_What this task involves:_ Write out the lines below as a JSON list of strings, with one string for each line and any blank lines left out.

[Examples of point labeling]
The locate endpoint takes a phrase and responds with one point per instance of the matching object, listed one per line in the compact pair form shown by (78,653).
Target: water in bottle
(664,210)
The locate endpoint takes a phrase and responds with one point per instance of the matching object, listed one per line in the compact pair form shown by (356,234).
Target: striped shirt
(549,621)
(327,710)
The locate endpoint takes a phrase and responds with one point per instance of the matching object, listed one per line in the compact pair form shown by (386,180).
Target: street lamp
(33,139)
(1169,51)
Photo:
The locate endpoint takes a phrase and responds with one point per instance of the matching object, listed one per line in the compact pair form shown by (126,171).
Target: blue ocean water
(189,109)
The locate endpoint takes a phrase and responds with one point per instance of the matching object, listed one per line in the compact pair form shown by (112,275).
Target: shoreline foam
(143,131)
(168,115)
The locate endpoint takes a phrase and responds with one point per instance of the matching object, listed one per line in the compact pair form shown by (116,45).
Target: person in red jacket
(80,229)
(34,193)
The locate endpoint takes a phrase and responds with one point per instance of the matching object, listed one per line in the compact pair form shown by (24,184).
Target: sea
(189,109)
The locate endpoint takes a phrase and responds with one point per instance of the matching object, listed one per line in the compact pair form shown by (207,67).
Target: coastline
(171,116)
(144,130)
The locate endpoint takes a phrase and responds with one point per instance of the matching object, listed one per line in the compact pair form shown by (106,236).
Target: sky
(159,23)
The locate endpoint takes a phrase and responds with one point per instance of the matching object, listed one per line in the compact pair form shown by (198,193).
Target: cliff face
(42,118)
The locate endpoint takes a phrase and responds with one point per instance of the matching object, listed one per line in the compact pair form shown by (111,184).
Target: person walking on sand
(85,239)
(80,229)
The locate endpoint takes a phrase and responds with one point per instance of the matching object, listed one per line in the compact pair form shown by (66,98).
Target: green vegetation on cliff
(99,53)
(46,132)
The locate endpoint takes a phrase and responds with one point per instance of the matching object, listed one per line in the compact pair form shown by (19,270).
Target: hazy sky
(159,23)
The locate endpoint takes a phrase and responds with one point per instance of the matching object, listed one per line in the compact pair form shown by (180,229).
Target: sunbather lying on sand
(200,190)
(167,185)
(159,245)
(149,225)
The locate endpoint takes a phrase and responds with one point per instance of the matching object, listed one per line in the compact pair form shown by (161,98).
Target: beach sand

_Task output:_
[
  "The locate endpoint takes a phrase and responds with one point per instance of the matching object, listed one per line in the compact pair form shown by (78,653).",
  "Target: water in bottle",
  "(664,210)",
  "The locate endpoint takes a phrase and responds with one point per instance of the matching object, listed one per line in the compact pair form shown by (356,234).",
  "Target: striped shirt",
  "(549,621)",
  "(327,710)",
  "The locate endpoint takes a phrase and responds with one point per instance of the matching object, listed one per line in the compact pair form shown by (386,180).",
  "Target: street lamp",
  "(33,139)",
  "(1169,51)",
  "Photo:",
  "The locate endpoint takes a phrase and responds with one point per instance of the matching object, listed one per line in the compact pair form shown by (126,171).",
  "Target: blue ocean water",
  "(189,109)",
  "The locate endpoint takes a phrase and responds with one point per instance of the matching object, listed one per line in the compact pair form shown by (112,275).",
  "Target: shoreline foam",
  "(143,131)",
  "(168,115)",
  "The locate endpoint takes a phrase and responds with one point per instance of the matching object, listed one per line in the compact pair form shown by (116,45).",
  "Target: person in red jacket",
  "(80,229)",
  "(34,193)",
  "The locate endpoint takes a phrase and responds with one point per instance of the matching object, listed one per line in the compact pair form shown by (24,184).",
  "Target: sea",
  "(189,109)",
  "The locate endpoint takes a phrase and responds with one point per instance of the matching object, listed one per line in the compact pair form shown by (207,67).",
  "Target: coastline",
  "(171,116)",
  "(144,130)",
  "The locate endpoint takes a phrase and responds with one point per instance of the matching object, listed one per line in the compact pair form shown by (106,236).",
  "Target: sky",
  "(159,23)",
  "The locate endpoint takes a phrase and responds with one point per instance of the matching object, listed one per line in the compact pair form shown by (198,193).",
  "Target: cliff face",
  "(42,118)",
  "The locate endpoint takes a phrase and responds with one point per instance of the matching object, listed one per line in the compact pair form shown by (111,184).",
  "Target: person walking on sand",
  "(85,239)",
  "(80,229)",
  "The locate endpoint takes a phrase and responds with one point per instance of the matching object, listed one per line in the compact pair form shown by (66,98).",
  "Target: green vegetation on cliff",
  "(99,53)",
  "(46,132)",
  "The locate endpoint takes a phrase and responds with one point per instance of the matching object, listed one per line in the compact pair form shown by (19,270).",
  "Target: hazy sky",
  "(159,23)",
  "The locate endpoint takes a phrase and responds with one point per instance of the matching object, listed one per line in the compact pair form shown by (180,229).",
  "Target: sunbather lying on sand",
  "(200,190)",
  "(167,185)",
  "(159,245)",
  "(149,225)",
  "The locate endpoint takes a phrase and responds with one point per instance of the matching object, listed one per line in the compact pair form shown by (161,98).",
  "Target: beach sand"
]